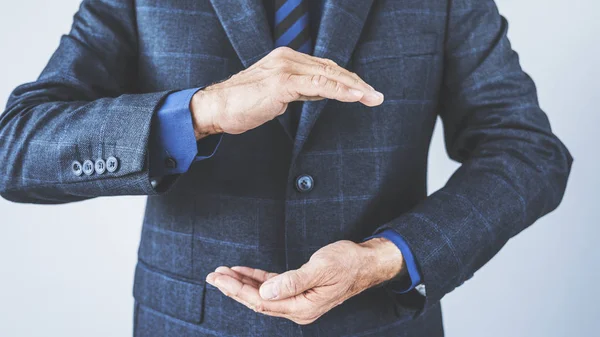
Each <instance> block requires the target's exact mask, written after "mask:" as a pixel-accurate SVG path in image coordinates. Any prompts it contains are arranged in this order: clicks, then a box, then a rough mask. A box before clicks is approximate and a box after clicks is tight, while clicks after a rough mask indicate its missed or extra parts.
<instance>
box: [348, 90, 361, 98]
mask: <svg viewBox="0 0 600 337" xmlns="http://www.w3.org/2000/svg"><path fill="white" fill-rule="evenodd" d="M348 91H349V92H350V95H352V96H354V97H356V98H359V97H362V96H363V95H364V94H363V92H362V91H360V90H356V89H352V88H350V89H348Z"/></svg>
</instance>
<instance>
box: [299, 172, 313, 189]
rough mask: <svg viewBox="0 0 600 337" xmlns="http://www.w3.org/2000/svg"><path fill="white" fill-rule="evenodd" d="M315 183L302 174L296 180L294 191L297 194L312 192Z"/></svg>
mask: <svg viewBox="0 0 600 337" xmlns="http://www.w3.org/2000/svg"><path fill="white" fill-rule="evenodd" d="M314 185H315V182H314V180H313V178H312V177H311V176H309V175H308V174H303V175H301V176H299V177H298V178H297V179H296V189H297V190H298V192H301V193H306V192H310V191H312V189H313V187H314Z"/></svg>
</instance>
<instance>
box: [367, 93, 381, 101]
mask: <svg viewBox="0 0 600 337" xmlns="http://www.w3.org/2000/svg"><path fill="white" fill-rule="evenodd" d="M369 98H371V99H375V100H381V99H383V94H382V93H380V92H379V91H373V92H371V93H370V94H369Z"/></svg>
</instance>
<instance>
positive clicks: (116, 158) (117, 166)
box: [106, 156, 119, 173]
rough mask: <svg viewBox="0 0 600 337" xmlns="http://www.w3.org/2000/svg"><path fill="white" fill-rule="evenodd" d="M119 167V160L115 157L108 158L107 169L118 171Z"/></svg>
mask: <svg viewBox="0 0 600 337" xmlns="http://www.w3.org/2000/svg"><path fill="white" fill-rule="evenodd" d="M118 168H119V160H118V159H117V158H115V157H112V156H111V157H108V158H106V170H107V171H108V172H110V173H113V172H116V171H117V169H118Z"/></svg>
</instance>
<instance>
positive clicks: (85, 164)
mask: <svg viewBox="0 0 600 337" xmlns="http://www.w3.org/2000/svg"><path fill="white" fill-rule="evenodd" d="M83 173H85V175H86V176H91V175H92V174H93V173H94V162H93V161H91V160H89V159H88V160H86V161H84V162H83Z"/></svg>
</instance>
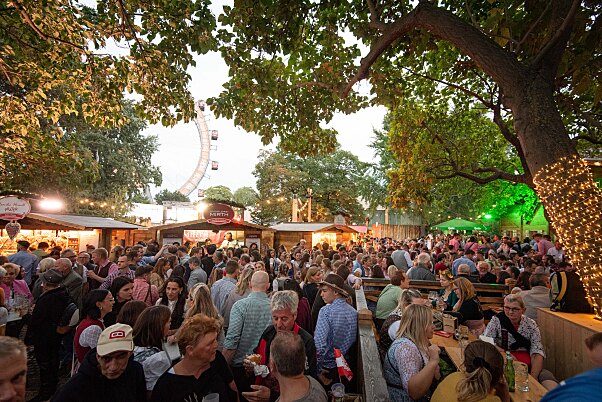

═══

▶ Task description: Pictures in the records should not appear in your copy, but everything else must be transcribed exactly.

▶ Written solution:
Each <instance> block requires the target's exact mask, written after "mask:" as a pixel-accurate SVG path in image coordinates. Any prompts it contains are arranged in this order: clicks, then a box, then a rough mask. A box before clicks is approximate and a box after clicks is tight, while clicks after a rough mask indicate its missed or extra parts.
<instance>
box: [348, 90, 361, 98]
mask: <svg viewBox="0 0 600 337" xmlns="http://www.w3.org/2000/svg"><path fill="white" fill-rule="evenodd" d="M348 91H349V92H350V95H352V96H354V97H356V98H359V97H362V96H363V95H364V94H363V92H362V91H360V90H356V89H352V88H350V89H348Z"/></svg>
</instance>
<instance>
box: [299, 172, 313, 189]
rough mask: <svg viewBox="0 0 600 337" xmlns="http://www.w3.org/2000/svg"><path fill="white" fill-rule="evenodd" d="M315 183L302 174L296 180L294 191L297 194L312 192Z"/></svg>
mask: <svg viewBox="0 0 600 337" xmlns="http://www.w3.org/2000/svg"><path fill="white" fill-rule="evenodd" d="M314 185H315V182H314V180H313V178H312V177H311V176H309V175H308V174H303V175H301V176H299V177H298V178H297V179H296V189H297V190H298V192H301V193H306V192H310V191H312V189H313V187H314Z"/></svg>
</instance>
<instance>
box: [367, 93, 381, 101]
mask: <svg viewBox="0 0 600 337" xmlns="http://www.w3.org/2000/svg"><path fill="white" fill-rule="evenodd" d="M369 98H371V99H375V100H381V99H383V94H382V93H380V92H379V91H373V92H371V93H370V94H369Z"/></svg>
</instance>
<instance>
positive clicks: (116, 158) (117, 166)
box: [106, 156, 119, 173]
rough mask: <svg viewBox="0 0 600 337" xmlns="http://www.w3.org/2000/svg"><path fill="white" fill-rule="evenodd" d="M119 167V160L115 157L108 158L107 169L118 171Z"/></svg>
mask: <svg viewBox="0 0 600 337" xmlns="http://www.w3.org/2000/svg"><path fill="white" fill-rule="evenodd" d="M118 168H119V160H118V159H117V158H115V157H112V156H111V157H108V158H106V170H107V171H108V172H110V173H113V172H116V171H117V169H118Z"/></svg>
</instance>
<instance>
positive clicks: (85, 164)
mask: <svg viewBox="0 0 600 337" xmlns="http://www.w3.org/2000/svg"><path fill="white" fill-rule="evenodd" d="M83 173H85V175H86V176H91V175H92V174H93V173H94V162H93V161H91V160H89V159H88V160H86V161H84V162H83Z"/></svg>
</instance>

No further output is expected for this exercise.